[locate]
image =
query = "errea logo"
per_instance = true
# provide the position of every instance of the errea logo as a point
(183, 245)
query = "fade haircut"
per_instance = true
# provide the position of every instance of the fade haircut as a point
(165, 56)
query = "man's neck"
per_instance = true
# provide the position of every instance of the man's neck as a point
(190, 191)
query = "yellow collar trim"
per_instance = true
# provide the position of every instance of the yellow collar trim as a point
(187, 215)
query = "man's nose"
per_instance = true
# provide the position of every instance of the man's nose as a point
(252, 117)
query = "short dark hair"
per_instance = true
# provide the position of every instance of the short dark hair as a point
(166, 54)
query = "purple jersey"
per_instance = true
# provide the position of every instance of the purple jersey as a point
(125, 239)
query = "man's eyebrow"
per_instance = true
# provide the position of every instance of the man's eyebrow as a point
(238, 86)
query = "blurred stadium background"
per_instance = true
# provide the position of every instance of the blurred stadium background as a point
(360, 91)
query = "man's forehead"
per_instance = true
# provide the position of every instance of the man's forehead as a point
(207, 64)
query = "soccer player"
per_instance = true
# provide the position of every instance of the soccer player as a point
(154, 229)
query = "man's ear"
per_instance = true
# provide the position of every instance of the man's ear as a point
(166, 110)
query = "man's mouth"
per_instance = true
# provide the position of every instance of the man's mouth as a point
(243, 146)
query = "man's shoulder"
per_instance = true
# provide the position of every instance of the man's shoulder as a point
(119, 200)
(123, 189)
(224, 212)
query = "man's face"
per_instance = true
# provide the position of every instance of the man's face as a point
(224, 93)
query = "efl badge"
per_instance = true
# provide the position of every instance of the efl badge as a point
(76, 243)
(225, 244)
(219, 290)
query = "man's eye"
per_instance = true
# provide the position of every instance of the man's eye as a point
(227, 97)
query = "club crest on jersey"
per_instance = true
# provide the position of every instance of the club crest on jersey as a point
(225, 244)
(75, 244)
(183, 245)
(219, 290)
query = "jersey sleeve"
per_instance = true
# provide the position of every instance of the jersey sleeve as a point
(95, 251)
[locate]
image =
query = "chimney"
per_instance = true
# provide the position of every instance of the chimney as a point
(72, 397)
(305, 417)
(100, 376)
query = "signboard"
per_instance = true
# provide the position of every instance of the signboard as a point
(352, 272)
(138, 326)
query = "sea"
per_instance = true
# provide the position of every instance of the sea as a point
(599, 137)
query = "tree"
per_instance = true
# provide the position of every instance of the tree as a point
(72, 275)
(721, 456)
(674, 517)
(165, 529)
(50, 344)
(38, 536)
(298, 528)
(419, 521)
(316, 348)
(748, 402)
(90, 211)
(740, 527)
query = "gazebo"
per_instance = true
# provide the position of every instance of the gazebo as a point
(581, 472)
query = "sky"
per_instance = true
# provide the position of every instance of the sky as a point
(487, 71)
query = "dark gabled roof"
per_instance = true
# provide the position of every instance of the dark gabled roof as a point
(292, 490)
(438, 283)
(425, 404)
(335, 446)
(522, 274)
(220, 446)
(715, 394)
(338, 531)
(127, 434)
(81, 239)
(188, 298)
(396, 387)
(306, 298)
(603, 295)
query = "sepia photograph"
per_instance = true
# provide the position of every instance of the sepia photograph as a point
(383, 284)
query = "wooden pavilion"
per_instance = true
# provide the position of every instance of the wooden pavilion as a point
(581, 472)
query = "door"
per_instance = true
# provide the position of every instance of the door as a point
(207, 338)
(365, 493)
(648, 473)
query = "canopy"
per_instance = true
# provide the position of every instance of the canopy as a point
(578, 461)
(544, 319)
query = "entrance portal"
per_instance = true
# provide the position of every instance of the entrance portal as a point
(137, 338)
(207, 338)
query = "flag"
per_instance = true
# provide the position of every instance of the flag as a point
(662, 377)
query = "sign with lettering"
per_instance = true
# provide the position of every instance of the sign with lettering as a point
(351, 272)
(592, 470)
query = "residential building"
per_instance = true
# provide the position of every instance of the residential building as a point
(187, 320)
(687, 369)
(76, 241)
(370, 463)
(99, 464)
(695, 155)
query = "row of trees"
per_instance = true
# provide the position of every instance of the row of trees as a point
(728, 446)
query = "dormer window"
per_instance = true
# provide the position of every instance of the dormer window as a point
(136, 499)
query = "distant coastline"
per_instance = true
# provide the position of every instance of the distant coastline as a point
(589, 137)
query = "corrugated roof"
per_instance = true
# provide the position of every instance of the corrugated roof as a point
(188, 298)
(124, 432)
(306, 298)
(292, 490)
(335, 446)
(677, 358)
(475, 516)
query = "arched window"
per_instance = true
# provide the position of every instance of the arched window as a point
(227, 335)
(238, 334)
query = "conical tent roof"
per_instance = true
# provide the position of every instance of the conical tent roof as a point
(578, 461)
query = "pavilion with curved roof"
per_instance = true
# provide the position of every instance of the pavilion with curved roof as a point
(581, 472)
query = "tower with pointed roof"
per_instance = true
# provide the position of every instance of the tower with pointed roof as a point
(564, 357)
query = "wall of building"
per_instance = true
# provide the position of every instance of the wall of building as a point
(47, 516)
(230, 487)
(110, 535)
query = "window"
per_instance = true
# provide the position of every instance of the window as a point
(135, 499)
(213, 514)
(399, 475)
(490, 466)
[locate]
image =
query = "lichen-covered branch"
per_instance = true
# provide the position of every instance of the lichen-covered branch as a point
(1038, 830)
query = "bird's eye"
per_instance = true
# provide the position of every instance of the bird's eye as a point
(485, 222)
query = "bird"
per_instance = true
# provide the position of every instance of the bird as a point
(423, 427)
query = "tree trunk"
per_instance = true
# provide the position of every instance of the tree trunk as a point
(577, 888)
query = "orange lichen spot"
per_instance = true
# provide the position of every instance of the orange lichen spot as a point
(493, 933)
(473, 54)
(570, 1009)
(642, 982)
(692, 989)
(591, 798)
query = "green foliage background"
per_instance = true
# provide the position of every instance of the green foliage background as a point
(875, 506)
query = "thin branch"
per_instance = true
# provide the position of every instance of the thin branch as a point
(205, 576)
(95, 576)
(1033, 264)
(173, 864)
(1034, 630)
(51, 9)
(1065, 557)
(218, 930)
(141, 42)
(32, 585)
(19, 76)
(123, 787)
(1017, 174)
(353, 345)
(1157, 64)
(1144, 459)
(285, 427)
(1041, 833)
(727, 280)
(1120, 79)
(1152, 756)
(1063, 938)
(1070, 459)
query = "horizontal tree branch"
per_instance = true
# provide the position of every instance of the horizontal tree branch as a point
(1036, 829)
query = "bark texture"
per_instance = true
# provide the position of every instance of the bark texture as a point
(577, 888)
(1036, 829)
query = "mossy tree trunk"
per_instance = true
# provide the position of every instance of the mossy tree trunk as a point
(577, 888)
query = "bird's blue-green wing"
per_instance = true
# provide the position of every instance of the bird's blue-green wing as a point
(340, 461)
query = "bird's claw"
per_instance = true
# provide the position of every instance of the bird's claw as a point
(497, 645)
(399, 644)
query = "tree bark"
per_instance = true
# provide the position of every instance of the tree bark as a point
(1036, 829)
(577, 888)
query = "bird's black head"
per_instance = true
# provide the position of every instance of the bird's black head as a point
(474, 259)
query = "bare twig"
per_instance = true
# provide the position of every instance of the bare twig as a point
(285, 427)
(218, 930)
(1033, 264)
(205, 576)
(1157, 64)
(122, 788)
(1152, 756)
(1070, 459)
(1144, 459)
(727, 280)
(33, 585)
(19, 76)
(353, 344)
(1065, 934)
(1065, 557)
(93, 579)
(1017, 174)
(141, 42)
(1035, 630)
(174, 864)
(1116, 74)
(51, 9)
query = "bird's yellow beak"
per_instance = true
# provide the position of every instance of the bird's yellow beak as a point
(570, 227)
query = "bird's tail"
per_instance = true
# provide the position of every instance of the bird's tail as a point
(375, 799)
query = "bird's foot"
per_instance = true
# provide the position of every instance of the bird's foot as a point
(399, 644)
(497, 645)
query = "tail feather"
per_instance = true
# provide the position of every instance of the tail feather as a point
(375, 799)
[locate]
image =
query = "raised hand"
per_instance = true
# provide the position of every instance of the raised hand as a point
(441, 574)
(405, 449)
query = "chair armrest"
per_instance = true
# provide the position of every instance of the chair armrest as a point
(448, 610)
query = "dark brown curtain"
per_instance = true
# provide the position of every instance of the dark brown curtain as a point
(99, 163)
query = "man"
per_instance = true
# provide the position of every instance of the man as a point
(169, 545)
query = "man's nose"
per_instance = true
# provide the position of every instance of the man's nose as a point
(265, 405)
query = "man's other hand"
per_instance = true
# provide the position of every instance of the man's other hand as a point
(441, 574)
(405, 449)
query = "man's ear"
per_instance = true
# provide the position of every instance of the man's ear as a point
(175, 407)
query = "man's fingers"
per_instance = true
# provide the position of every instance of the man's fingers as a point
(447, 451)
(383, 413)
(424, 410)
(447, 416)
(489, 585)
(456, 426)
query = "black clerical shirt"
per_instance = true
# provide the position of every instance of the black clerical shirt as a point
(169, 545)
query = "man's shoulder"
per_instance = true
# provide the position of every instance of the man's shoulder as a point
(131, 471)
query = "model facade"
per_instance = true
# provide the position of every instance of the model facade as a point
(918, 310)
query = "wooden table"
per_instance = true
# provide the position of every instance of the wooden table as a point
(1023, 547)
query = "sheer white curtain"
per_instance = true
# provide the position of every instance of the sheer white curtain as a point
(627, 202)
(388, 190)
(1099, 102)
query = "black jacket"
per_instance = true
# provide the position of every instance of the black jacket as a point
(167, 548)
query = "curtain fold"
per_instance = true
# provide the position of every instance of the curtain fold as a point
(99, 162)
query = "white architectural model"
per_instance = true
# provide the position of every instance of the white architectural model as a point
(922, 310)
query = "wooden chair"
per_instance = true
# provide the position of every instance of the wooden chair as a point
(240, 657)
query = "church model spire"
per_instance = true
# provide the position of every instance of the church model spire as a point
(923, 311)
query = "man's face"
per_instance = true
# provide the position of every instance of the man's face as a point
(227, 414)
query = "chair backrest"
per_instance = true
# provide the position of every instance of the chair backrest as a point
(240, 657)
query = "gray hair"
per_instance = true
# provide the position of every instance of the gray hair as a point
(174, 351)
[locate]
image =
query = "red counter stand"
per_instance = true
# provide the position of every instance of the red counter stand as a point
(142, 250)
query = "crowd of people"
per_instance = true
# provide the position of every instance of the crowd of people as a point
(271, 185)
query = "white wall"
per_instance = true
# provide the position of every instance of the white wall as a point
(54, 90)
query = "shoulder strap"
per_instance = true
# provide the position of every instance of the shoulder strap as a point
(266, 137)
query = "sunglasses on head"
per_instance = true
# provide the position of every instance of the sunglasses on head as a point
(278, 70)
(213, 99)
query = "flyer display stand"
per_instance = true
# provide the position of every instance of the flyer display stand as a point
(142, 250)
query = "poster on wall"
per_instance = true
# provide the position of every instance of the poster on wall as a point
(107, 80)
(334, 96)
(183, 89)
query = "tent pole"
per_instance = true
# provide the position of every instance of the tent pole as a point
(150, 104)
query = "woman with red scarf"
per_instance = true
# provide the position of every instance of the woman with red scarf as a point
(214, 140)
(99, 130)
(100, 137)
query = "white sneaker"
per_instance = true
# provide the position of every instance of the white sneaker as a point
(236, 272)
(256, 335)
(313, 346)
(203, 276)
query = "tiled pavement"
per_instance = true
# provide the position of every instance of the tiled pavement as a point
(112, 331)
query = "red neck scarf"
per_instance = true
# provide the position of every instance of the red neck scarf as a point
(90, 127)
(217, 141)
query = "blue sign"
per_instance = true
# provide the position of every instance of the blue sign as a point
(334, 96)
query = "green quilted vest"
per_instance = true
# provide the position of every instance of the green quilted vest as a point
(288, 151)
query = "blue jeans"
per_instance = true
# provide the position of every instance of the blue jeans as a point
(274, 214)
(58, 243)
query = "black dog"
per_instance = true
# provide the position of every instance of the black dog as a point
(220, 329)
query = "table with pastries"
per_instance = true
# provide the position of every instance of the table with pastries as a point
═══
→ **Exercise requirements**: Pull out every line in the rows above that contains the string "crest", copying each one as it appears.

→ **Correct response**:
query = "club crest on jersey"
# provide the position of every instance of the club crest on jersey as a point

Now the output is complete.